Material provided –
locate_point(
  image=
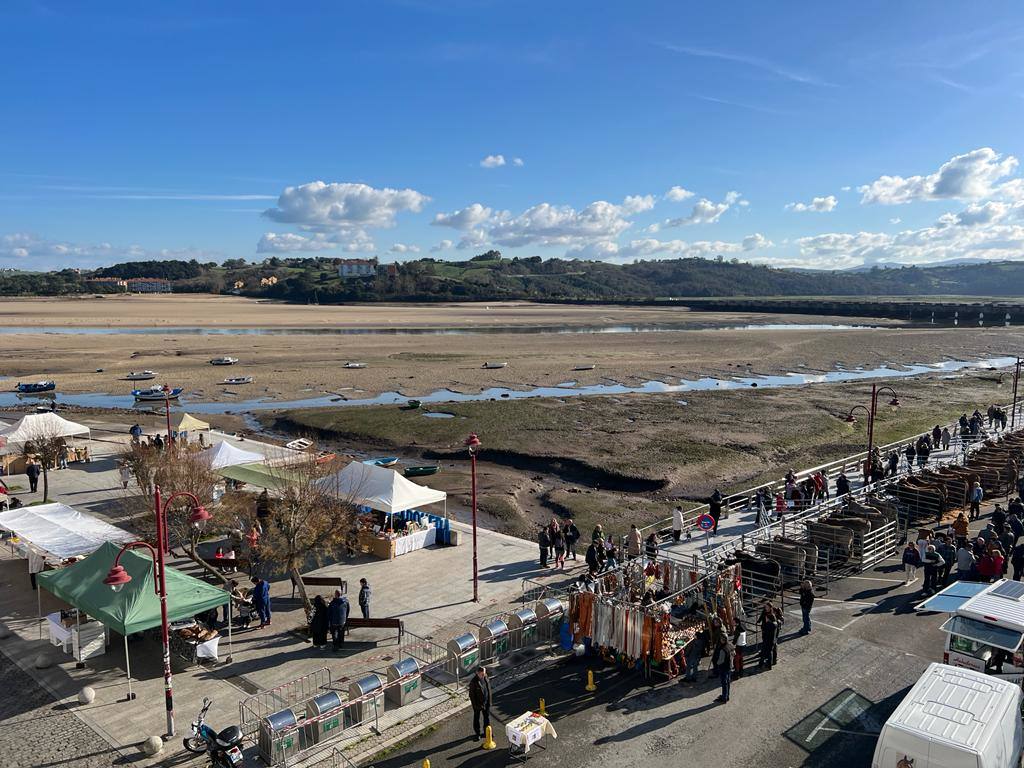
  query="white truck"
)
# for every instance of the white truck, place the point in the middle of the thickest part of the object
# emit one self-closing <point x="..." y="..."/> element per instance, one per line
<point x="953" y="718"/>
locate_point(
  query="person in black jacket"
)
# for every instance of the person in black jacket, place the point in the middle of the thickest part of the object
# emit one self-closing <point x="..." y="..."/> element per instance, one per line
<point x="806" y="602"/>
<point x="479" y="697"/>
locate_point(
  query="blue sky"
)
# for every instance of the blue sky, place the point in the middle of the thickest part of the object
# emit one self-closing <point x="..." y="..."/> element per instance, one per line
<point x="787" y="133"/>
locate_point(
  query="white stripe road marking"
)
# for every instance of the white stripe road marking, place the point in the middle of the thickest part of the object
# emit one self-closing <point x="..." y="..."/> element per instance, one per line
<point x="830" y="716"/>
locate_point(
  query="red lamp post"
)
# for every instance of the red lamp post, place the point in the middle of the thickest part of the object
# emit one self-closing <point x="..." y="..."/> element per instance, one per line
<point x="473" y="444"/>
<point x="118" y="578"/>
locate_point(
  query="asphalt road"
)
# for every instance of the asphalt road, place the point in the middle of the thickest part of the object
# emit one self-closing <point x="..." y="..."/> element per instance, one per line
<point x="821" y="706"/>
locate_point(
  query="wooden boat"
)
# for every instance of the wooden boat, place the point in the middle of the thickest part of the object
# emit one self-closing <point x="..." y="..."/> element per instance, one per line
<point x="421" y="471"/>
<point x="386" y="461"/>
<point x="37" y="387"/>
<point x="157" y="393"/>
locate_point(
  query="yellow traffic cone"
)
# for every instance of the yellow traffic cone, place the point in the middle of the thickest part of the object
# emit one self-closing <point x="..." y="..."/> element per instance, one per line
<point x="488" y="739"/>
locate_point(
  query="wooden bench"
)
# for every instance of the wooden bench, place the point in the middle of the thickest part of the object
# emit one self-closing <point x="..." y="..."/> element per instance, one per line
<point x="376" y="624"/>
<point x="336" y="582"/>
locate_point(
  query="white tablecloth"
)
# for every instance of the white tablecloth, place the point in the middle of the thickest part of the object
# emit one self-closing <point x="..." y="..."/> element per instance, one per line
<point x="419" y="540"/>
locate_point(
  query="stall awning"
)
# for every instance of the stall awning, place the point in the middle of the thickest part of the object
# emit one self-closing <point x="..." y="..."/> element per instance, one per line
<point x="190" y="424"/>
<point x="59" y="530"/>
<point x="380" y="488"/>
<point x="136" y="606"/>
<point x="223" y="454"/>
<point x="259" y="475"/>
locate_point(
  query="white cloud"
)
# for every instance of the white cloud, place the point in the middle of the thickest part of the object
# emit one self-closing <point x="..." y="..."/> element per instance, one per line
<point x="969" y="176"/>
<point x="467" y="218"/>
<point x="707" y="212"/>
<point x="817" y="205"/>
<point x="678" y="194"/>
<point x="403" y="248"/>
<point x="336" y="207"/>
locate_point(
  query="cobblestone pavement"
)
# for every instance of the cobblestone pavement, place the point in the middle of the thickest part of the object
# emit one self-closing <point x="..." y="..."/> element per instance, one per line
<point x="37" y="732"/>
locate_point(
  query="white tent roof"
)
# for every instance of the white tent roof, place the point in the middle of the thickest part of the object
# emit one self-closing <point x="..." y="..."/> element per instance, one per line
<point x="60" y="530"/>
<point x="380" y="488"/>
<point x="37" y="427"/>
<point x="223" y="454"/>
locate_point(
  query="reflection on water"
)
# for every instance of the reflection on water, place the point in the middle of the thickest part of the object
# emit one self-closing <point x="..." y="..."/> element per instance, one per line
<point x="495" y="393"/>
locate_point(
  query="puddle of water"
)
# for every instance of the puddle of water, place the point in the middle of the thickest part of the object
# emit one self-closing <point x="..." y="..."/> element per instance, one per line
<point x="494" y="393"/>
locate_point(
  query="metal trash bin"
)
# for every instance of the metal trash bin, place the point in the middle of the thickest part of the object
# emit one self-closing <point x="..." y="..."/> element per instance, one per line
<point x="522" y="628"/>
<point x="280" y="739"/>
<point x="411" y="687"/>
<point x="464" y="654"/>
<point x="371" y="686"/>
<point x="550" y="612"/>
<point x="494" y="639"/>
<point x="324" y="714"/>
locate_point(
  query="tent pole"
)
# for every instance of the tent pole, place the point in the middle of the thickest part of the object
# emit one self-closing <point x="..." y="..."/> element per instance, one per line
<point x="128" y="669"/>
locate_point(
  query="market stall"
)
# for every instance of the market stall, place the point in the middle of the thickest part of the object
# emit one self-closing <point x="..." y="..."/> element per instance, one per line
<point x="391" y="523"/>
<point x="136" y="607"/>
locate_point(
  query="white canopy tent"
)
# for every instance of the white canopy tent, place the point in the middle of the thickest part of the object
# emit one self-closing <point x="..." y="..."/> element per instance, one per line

What you need to do – Repeat the data verbatim through the "# for every instance of the red" line, no pictures.

Answer for this exercise –
locate_point(
  image=
  query="white truck"
)
# for every instance of the white truck, place the point in the middle of the thickest part of the object
# emit one self-closing <point x="..." y="..."/> element per instance, one per line
<point x="953" y="718"/>
locate_point(
  query="person in black jacket"
)
# for every instance of the person in black jacket, place the point in the middle of the thickest part of the object
# emit one self-closing <point x="..." y="..."/> element per instance, one per line
<point x="806" y="602"/>
<point x="479" y="697"/>
locate_point(
  query="blue sky"
)
# for every instance of the blue sky, place the point in the middle of the thickest part of the object
# emit one self-closing <point x="..." y="..."/> element per instance, one per line
<point x="787" y="133"/>
locate_point(
  query="white stripe road marking"
)
# for every instance of the white stripe road marking, place the point in the middle of the thickest part of the object
# emit one self-closing <point x="..." y="..."/> element per instance, one per line
<point x="830" y="716"/>
locate_point(
  query="red lamp post"
)
# for every instance of the red lamp post, place the point in the middle of the thickest part of the object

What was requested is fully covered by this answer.